# THE TASK
Repeat the listing in full. Nothing may be added or left out.

########

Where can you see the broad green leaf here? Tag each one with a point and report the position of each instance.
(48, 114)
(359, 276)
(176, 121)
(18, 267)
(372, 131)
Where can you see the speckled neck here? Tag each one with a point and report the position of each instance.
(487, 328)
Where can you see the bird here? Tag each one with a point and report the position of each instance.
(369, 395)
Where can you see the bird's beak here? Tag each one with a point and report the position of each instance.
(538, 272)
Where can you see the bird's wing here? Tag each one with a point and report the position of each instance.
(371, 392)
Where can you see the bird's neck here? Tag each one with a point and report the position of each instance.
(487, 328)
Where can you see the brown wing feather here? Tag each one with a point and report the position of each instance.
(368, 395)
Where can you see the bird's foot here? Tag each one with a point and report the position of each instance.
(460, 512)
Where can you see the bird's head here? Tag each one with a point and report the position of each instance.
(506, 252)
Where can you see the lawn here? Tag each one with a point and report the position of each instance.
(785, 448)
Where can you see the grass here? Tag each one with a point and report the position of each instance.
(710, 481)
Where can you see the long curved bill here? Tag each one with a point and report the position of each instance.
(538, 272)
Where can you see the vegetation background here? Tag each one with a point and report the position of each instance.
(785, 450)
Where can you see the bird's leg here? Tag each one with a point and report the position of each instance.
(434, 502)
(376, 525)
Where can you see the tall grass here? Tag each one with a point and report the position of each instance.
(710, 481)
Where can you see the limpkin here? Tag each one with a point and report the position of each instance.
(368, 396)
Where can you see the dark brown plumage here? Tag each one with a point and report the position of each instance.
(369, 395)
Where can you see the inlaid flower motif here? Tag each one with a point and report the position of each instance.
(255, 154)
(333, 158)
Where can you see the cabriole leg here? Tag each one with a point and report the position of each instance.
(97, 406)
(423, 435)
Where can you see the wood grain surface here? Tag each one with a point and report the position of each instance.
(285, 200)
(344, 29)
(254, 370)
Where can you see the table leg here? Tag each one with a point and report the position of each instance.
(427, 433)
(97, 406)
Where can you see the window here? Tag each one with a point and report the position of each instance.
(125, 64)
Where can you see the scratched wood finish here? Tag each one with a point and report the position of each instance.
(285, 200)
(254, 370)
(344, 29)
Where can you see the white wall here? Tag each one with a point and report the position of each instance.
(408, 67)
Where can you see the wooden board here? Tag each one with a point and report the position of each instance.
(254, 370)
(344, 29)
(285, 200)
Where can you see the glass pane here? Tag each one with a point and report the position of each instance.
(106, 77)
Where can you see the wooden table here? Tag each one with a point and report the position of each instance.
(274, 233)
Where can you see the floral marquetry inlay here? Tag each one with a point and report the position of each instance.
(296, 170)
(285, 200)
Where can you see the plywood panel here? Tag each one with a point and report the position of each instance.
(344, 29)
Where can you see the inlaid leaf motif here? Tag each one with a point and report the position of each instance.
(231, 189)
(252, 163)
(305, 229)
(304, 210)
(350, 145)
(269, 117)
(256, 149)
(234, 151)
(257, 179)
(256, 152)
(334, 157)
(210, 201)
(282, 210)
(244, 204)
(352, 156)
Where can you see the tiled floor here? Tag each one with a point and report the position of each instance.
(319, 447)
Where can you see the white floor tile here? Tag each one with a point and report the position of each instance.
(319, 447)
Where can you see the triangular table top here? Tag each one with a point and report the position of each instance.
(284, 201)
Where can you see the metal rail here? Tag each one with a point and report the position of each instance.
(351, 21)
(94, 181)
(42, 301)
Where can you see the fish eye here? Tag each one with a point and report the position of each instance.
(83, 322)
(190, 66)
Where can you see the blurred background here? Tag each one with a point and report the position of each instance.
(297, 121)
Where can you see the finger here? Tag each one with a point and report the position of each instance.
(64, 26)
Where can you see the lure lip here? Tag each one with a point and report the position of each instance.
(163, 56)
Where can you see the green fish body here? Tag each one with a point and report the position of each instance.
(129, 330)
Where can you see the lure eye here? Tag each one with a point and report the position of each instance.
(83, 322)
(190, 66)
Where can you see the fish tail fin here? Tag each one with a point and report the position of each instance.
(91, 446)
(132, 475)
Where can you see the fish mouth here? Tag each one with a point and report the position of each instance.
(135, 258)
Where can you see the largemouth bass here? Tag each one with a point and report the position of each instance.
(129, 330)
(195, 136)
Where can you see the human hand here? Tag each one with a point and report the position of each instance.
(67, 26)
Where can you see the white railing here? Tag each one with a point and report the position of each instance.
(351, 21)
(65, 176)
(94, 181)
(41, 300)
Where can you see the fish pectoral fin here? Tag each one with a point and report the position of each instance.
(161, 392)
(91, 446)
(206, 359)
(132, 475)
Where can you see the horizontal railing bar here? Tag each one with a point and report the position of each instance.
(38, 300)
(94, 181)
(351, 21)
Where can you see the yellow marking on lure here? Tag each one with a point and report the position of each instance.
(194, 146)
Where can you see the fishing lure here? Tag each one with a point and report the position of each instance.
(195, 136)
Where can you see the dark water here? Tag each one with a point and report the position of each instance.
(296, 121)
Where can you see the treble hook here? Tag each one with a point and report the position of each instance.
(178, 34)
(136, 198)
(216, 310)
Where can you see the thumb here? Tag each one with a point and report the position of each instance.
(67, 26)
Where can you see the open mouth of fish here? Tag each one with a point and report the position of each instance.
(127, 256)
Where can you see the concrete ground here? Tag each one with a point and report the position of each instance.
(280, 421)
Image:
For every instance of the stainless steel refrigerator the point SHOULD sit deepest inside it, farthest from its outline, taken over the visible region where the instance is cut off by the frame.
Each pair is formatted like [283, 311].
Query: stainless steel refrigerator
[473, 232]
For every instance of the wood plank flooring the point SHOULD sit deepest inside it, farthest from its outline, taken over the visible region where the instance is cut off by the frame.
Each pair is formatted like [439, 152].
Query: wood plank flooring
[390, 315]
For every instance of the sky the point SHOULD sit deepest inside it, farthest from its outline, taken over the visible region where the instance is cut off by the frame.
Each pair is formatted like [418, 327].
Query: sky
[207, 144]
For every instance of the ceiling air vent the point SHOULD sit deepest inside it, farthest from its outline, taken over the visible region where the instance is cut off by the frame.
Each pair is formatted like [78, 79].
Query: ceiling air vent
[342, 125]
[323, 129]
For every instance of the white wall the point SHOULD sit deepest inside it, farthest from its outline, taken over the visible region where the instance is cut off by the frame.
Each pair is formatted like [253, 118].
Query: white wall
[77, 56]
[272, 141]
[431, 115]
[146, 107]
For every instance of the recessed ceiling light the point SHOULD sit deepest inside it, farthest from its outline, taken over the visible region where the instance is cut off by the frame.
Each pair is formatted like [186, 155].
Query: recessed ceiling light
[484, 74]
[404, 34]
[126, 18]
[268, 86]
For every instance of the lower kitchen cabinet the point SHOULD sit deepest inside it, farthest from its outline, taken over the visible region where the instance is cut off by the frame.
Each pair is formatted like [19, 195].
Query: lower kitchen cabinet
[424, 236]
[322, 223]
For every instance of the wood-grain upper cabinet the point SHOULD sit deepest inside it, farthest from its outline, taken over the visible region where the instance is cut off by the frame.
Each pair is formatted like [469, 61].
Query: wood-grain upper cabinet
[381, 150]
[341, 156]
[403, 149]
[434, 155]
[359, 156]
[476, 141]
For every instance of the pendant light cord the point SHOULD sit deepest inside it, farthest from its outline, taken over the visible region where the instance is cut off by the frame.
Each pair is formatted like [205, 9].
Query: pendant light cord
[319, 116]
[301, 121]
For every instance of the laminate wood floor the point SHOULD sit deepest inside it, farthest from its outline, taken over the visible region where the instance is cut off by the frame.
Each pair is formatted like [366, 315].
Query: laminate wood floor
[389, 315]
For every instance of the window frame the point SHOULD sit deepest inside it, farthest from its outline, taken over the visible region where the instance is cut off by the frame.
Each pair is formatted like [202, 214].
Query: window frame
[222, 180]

########

# THE REPLY
Where can you see the broad green leaf here? Tag each one with a point and report the position of each instance.
(48, 114)
(359, 276)
(176, 121)
(18, 267)
(372, 131)
Where can you see the speckled neck here? Tag each one with a point and report the position of each instance.
(487, 328)
Where can you see the bird here? Tag each one with a point and report the position of each instance.
(369, 395)
Where can you see the bird's beak here? Tag each one with a point and report the position of each instance.
(538, 272)
Where can you see the bird's wing here? Tag each one with a point and report the position of each instance.
(371, 392)
Where can you see the bird's neck here? Tag each one with a point and report the position of each instance.
(487, 328)
Where can you see the brown wing feather here? Tag each one with a point and report the position of each instance.
(368, 395)
Where can you see the bird's foot here? Tag each one with a point and report the position of each instance.
(460, 512)
Where can you see the bird's head here? Tag each one with a point and report the position of each instance.
(506, 252)
Where can you see the lawn here? Tag each one with a point and report the position of each instance.
(785, 448)
Where can you see the grass here? Tag each one with a point and report the position of each instance.
(710, 481)
Where can you see the long curved bill here? Tag each one with a point and report the position of each instance.
(538, 272)
Where can you see the vegetation background here? Tag each one with a point and report the position of each instance.
(785, 450)
Where can you see the bird's leg here? Tag each one with a point and report the position of each instance.
(434, 502)
(376, 525)
Where can you see the tall grass here? Tag each one with a point and report the position of each instance.
(710, 481)
Where can you see the limpkin here? Tag each one with a point and report the position of each instance.
(368, 396)
Where can you see the dark brown plumage here? Tag each one with a point and report the position of each instance.
(369, 395)
Where can you see the inlaid flower motif here? Tag each one with a point and report the position of each instance.
(255, 154)
(333, 158)
Where can you see the cabriole leg here? Tag each one with a point and report the position of each instance.
(97, 406)
(423, 435)
Where can you see the wood grain surface here? Tag each one with a point and report the position of each instance.
(285, 200)
(344, 29)
(254, 370)
Where can you see the table leg here? Tag each one with a point and report the position of each instance.
(427, 433)
(97, 406)
Where can you see the window here? Tag each one with a point and report the position of each instance.
(125, 64)
Where can you see the scratched wood finish here? Tag each one with a point and report the position of each instance.
(285, 200)
(254, 370)
(344, 29)
Where can you see the white wall here? Tag each one with a point and report the position of each instance.
(408, 67)
Where can you see the wooden board here? Tag each one with a point and report the position of each instance.
(254, 370)
(344, 29)
(285, 200)
Where can you see the glass pane here? Tag each one with a point and report the position of each instance.
(106, 77)
Where can you see the wooden table here? Tag each one with a point and report the position of each instance.
(274, 233)
Where can you see the floral marquetry inlay here? Tag each one with a point and report the position of each instance.
(296, 170)
(285, 200)
Where can you see the plywood panel here? Tag each one with a point and report the position of each instance.
(344, 29)
Where can you see the inlaid leaf motif here? Tag each one with a point and report the position of each instance.
(231, 189)
(252, 163)
(305, 229)
(304, 210)
(350, 145)
(269, 117)
(256, 149)
(234, 151)
(257, 179)
(256, 152)
(334, 157)
(210, 201)
(282, 210)
(244, 204)
(352, 156)
Where can you see the tiled floor here? Tag each one with a point and report the position of each instance.
(319, 447)
Where can you see the white floor tile here? Tag each one with a point and report the position of each instance.
(319, 447)
Where can you see the triangular table top here? Tag each one with a point and report the position of each instance.
(284, 201)
Where can you see the metal rail here? Tag each one with a point and report the position of each instance.
(351, 21)
(94, 181)
(42, 301)
Where can you see the fish eye here? Tag each one with a point and report the position of each instance.
(83, 322)
(190, 66)
Where can you see the blurred background here? Tag each one with a point and report the position of each instance.
(297, 121)
Where can you see the finger here? Tag each one with a point and report the position of each instance.
(64, 26)
Where can you see the lure lip here? Tag each one with a point and report the position of each instance.
(163, 56)
Where can you see the green fish body here? Tag each one with a point and report the position of each instance.
(129, 330)
Where can you see the lure eye here? Tag each one with a point and report the position of each instance.
(83, 322)
(190, 66)
Where can you see the fish tail fin here? Tag each one with a point and report the position of each instance.
(91, 446)
(132, 475)
Where can you see the fish mouth here? Tag each one with a point and report the position of each instance.
(135, 258)
Where can you see the largemouth bass here? Tag each one with a point and report the position of each instance.
(129, 330)
(195, 136)
Where can you see the human hand here? Tag each one with a point and report the position of each instance.
(67, 26)
Where can you see the white railing here? Tag each one with a point and report the position of each instance.
(351, 21)
(65, 176)
(94, 181)
(41, 300)
Where can you see the fish pectoral fin here? Tag each one with a point and report the position of each instance.
(161, 392)
(91, 446)
(206, 359)
(132, 475)
Where can you see the horizontal railing bar here? Tag each one with a point and report the position of each instance.
(38, 300)
(94, 181)
(351, 21)
Where can you see the yellow marking on lure here? Tag each one with a point and report the position of each instance.
(194, 146)
Where can you see the fishing lure here? Tag each one with a point and report the position of each instance.
(195, 136)
Where can you see the dark water here? Tag each one with a point and report the position of each instance.
(296, 121)
Where can you see the treble hook here? Tag each one with a point and report the position of each instance.
(178, 34)
(136, 198)
(216, 310)
Where can you see the thumb here? Tag each one with a point and report the position of each instance.
(67, 26)
Where can you see the open mouth of fish here? Tag each one with a point and report the position of each instance.
(127, 256)
Where can you see the concrete ground here? Tag each one with a point and report the position of each instance.
(280, 421)
Image:
For every instance of the stainless steel refrigerator the point SHOULD sit deepest inside it, farthest from its outline, taken over the visible region where the instance is cut off by the frame.
Each pair is formatted like [283, 311].
Query: stainless steel refrigerator
[473, 232]
For every instance of the wood plank flooring the point SHOULD sit deepest inside it, farthest from its outline, taken over the visible region where the instance is cut off by the frame.
Each pair is formatted like [439, 152].
Query: wood plank flooring
[390, 315]
For every instance of the sky the point SHOULD sit deepest inside it, farthest from its outline, taken over the visible region where the instance is cut off by the frame.
Each pair is formatted like [418, 327].
Query: sky
[207, 144]
For every instance of the ceiling air vent the point SHOULD sit deepest inside it, farthest from its outline, taken over the visible region where the instance is cut off by the frame.
Each pair is formatted like [78, 79].
Query: ceiling air vent
[342, 125]
[323, 129]
For every instance of the white wall the point SHOULD sit deepest inside it, farthest from its outline, taken over the visible region where the instance is cut off by the frame.
Each pair is formatted like [253, 118].
Query: white wall
[77, 56]
[272, 141]
[431, 115]
[146, 107]
For every instance of the recessed ceiling light the point SHOULD sit deepest inside it, farthest from its outline, taken over the visible region where the instance is cut off by the frame.
Each pair is formatted like [186, 155].
Query: recessed ceiling light
[484, 74]
[404, 34]
[126, 18]
[268, 86]
For every instance of the lower kitchen cabinet the point SHOULD sit deepest inside it, farthest from its outline, taken over the visible region where the instance is cut off by the frame.
Each pair is formatted like [19, 195].
Query: lower kitchen cabinet
[424, 236]
[322, 223]
For every instance of the wood-grain upper cabinet the point SHOULD sit deepest inside it, farthest from its outline, taken over the visible region where the instance is cut off by the frame.
Each pair is formatted like [469, 61].
Query: wood-grain upper cabinet
[381, 150]
[341, 156]
[403, 149]
[434, 155]
[359, 156]
[476, 141]
For every instance of the pendant light cord the point SHOULD sit deepest inside it, farthest from its outline, taken over the visible region where the instance is cut off by the frame.
Each pair is formatted like [205, 9].
Query: pendant light cord
[319, 116]
[301, 121]
For every instance of the laminate wood floor the point SHOULD sit deepest inside it, farthest from its outline, taken over the visible region where the instance is cut off by the frame.
Each pair is formatted like [366, 315].
Query: laminate wood floor
[389, 315]
For every instance of the window frame the point SHOULD sit deepest inside it, farthest from its outline, taken over the visible region where the instance is cut off by the frame.
Each pair is formatted like [202, 214].
Query: window frame
[222, 180]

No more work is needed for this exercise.